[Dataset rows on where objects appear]
## BEGIN

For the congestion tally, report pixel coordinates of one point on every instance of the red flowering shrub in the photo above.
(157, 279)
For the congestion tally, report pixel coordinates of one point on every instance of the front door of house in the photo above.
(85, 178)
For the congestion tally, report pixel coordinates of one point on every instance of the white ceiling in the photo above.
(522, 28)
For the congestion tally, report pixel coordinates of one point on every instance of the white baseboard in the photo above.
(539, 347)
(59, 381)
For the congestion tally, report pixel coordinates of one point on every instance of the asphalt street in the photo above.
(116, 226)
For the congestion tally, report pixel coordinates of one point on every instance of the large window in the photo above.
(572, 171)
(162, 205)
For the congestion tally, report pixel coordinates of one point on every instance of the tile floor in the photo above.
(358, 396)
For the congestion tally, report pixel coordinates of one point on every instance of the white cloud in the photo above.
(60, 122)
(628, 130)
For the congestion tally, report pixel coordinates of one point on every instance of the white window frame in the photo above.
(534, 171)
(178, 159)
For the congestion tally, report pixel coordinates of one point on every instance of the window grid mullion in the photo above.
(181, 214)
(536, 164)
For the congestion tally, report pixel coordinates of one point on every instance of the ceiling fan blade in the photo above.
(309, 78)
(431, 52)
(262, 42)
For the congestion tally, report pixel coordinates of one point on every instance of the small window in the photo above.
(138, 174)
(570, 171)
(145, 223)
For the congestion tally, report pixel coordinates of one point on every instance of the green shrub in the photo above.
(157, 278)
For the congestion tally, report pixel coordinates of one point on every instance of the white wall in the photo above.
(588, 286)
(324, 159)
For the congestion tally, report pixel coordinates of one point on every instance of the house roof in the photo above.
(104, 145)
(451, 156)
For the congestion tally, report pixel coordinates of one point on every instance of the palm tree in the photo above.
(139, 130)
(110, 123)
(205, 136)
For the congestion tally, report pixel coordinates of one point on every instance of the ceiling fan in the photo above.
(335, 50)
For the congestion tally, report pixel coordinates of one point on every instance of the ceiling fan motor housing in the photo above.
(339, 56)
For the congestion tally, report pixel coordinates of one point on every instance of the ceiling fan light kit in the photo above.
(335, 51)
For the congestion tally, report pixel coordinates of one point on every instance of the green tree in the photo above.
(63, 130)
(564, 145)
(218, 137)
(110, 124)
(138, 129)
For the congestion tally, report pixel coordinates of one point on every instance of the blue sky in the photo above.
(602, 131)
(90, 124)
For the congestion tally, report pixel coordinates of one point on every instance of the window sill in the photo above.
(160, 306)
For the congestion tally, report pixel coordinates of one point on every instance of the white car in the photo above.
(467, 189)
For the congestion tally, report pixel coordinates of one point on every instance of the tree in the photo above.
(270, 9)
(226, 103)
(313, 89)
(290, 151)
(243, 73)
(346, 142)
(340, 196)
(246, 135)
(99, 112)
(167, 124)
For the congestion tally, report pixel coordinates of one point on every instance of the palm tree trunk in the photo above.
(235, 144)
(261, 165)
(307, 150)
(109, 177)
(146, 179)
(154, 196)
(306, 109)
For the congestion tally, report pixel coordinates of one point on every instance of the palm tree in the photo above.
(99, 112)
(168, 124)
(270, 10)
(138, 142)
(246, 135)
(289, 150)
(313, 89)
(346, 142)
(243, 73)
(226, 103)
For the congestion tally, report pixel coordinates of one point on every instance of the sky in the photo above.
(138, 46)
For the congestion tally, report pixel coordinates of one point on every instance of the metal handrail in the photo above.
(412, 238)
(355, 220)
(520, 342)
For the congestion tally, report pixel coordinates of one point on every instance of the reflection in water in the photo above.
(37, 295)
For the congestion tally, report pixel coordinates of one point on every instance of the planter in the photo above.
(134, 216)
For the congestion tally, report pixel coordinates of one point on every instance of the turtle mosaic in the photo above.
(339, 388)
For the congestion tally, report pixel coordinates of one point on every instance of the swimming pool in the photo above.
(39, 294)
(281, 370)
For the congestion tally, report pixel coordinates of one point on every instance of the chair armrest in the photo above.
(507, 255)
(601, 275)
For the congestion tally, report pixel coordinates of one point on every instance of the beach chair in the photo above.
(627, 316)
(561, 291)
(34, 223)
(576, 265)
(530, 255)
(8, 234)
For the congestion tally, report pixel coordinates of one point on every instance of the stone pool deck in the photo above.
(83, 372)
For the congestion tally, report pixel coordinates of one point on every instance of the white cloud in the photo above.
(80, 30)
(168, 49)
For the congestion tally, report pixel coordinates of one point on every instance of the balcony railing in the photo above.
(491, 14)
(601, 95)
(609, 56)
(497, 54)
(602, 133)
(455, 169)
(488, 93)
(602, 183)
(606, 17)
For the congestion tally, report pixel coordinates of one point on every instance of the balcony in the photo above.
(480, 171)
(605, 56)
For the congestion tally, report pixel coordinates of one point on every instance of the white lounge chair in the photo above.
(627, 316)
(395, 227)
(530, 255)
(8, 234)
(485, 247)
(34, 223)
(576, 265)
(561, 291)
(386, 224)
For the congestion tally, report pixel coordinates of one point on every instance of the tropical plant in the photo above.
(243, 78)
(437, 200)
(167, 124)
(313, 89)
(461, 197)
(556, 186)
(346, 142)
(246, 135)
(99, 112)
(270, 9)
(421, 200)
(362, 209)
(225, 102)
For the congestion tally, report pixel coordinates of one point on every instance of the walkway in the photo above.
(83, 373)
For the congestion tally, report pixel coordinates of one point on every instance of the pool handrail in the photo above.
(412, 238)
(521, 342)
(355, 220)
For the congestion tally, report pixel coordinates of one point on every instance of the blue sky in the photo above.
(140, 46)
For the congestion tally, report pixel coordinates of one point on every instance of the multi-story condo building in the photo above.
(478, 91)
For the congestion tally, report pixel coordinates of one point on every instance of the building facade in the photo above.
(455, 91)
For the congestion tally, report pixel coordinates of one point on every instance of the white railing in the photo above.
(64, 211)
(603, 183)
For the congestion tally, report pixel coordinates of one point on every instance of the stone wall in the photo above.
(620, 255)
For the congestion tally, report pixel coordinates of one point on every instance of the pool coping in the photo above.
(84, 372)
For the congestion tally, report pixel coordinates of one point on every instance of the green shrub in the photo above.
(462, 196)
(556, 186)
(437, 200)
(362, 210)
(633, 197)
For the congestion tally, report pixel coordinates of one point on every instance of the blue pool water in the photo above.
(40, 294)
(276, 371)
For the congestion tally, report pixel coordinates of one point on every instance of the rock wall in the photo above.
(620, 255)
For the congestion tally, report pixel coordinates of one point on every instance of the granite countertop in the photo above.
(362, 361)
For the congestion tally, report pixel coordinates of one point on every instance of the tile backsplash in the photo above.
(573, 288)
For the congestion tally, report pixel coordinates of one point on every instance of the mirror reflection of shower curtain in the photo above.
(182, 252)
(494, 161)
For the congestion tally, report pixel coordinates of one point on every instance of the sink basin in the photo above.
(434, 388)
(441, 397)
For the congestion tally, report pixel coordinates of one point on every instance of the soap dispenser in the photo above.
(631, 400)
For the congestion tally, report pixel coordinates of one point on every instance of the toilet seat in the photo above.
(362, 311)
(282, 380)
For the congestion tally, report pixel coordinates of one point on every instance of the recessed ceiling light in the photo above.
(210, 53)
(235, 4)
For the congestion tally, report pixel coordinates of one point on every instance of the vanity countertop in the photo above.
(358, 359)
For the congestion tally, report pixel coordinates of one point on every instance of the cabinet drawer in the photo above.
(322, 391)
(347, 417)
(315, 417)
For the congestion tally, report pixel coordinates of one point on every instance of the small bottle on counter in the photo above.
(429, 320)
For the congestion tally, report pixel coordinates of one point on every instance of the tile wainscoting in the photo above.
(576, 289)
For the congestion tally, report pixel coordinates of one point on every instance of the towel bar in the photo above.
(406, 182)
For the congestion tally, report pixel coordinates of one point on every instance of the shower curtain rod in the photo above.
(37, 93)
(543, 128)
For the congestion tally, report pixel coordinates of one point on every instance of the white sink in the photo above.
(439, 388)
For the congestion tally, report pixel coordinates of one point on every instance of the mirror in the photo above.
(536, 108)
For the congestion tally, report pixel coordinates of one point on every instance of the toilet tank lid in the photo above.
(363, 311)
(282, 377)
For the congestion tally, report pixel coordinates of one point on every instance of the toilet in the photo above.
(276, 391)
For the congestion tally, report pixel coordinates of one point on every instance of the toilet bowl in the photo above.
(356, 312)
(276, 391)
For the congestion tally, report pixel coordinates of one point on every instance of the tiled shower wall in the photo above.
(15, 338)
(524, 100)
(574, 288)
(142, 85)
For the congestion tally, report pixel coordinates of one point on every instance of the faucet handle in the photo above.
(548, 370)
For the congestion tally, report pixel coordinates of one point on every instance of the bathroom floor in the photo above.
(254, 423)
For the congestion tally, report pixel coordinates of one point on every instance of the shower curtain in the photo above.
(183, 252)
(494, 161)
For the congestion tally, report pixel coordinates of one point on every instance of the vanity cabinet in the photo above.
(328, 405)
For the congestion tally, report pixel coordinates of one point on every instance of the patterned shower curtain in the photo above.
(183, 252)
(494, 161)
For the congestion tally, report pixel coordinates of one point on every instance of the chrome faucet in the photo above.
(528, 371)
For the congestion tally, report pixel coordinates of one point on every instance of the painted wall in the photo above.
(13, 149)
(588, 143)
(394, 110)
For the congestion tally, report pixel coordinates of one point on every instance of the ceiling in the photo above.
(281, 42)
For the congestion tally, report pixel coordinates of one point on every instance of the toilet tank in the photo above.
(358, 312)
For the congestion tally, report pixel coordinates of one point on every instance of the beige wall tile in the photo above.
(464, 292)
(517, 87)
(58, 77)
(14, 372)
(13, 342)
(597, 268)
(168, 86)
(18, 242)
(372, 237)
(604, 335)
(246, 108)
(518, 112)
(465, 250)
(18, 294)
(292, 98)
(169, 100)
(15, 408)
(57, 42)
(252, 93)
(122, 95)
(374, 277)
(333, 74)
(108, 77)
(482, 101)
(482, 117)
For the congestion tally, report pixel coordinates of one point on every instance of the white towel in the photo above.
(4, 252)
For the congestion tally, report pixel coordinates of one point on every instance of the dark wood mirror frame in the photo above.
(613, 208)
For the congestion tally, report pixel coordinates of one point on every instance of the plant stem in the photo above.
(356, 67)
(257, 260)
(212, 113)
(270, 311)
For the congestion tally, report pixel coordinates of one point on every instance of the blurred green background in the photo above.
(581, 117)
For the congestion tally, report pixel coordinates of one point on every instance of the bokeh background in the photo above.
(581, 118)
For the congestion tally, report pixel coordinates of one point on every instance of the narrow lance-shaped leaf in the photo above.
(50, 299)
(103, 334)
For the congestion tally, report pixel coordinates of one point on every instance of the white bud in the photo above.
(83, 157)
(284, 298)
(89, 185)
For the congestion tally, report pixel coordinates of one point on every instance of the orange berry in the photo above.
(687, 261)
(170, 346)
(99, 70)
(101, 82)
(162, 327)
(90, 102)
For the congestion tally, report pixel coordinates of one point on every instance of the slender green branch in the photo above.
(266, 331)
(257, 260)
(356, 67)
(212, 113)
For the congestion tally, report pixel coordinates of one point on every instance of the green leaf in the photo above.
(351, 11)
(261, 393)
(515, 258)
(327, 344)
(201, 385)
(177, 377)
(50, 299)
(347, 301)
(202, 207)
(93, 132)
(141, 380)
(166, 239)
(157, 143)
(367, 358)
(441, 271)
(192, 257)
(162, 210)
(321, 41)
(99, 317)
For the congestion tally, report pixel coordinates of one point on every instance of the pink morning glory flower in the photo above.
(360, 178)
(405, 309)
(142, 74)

## END

▶ [The problem]
Copy the lines of the records above without any change, starting at the line that contains "bud in the photo above." and ending at the last line of the records, with both of those lines included.

▶ [Exercise response]
For the congestion tally, report pixel coordinates of one point on every instance of the white bud in the photo above.
(83, 157)
(284, 298)
(89, 185)
For the congestion tally, report pixel coordinates of one point on every instance of the orange berry in the photo above.
(687, 261)
(170, 346)
(99, 70)
(101, 82)
(162, 327)
(90, 102)
For the congestion tally, report pixel coordinates of one point on every instance of the slender green branch in the photo above.
(266, 331)
(257, 260)
(356, 67)
(212, 113)
For the congestion tally, report pixel coordinates of one point on every instance of the green leaf in the photo above.
(351, 11)
(261, 393)
(515, 258)
(327, 344)
(201, 385)
(177, 377)
(50, 299)
(347, 301)
(202, 207)
(93, 132)
(141, 380)
(166, 239)
(157, 143)
(367, 358)
(441, 271)
(192, 257)
(162, 210)
(321, 41)
(99, 317)
For the congestion tally, report pixel coordinates of one point on every instance of the pink morning glory flower in the photo above.
(360, 178)
(405, 309)
(142, 74)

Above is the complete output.